**EXERCISE PROMPT**
Reproduce the items unchanged, starting at their first line and ending at the line that contains "--format='one JSON array", with both of those lines included.

**RAW DATA**
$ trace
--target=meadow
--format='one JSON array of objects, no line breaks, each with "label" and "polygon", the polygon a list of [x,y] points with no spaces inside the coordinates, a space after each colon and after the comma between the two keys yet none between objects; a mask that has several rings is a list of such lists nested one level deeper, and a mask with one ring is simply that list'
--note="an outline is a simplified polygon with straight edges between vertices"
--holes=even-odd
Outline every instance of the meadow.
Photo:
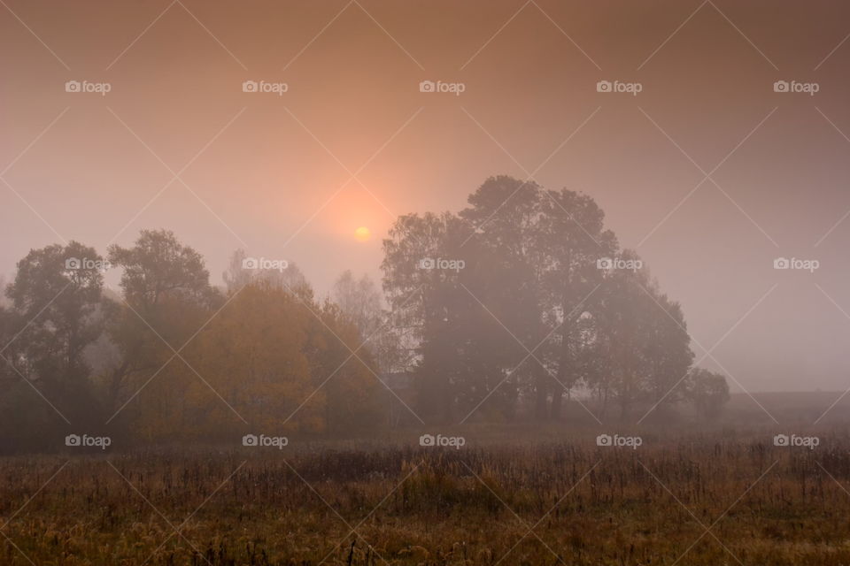
[{"label": "meadow", "polygon": [[7,457],[0,563],[850,563],[845,427],[416,440]]}]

**RESULT**
$ trace
--target=meadow
--format='one JSON array of objects, no line breaks, each with "label" and "polygon", the polygon a list of [x,y] points with no spaces inside the coordinates, a space after each colon and after the comma between the two keys yet none between objects; a mask that has several rings is a list of such lists nested one level deeper, and a mask with one ring is simply that list'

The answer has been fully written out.